Task:
Please write out the material below again with every "Locate" replaced by "Find", leaving everything else unchanged and omitting the pictures.
## start
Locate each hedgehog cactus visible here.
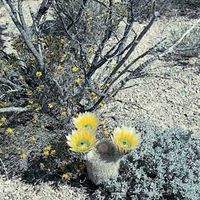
[85,140,123,185]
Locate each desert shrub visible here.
[94,123,200,200]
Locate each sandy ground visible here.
[0,1,200,200]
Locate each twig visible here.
[0,158,9,180]
[2,0,45,72]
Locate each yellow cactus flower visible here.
[35,71,42,78]
[73,112,99,132]
[111,127,140,152]
[6,127,14,134]
[66,130,97,153]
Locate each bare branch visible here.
[2,0,45,72]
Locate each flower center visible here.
[85,124,92,129]
[121,140,130,148]
[79,140,90,148]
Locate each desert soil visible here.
## end
Solution to this exercise:
Find each hedgehog cactus visible here.
[85,140,123,185]
Find each desert shrub visible here.
[94,123,200,200]
Find each sandy ground visible here.
[0,1,200,200]
Find each twig visible here.
[0,158,9,180]
[2,0,45,72]
Find each yellow cactus flower visible here.
[35,71,42,78]
[73,112,99,132]
[111,127,140,152]
[6,127,14,134]
[66,130,97,153]
Find each bare branch visible here.
[2,0,45,72]
Find each flower center visible here.
[85,124,92,129]
[121,140,130,148]
[79,140,90,148]
Find each desert soil visible here.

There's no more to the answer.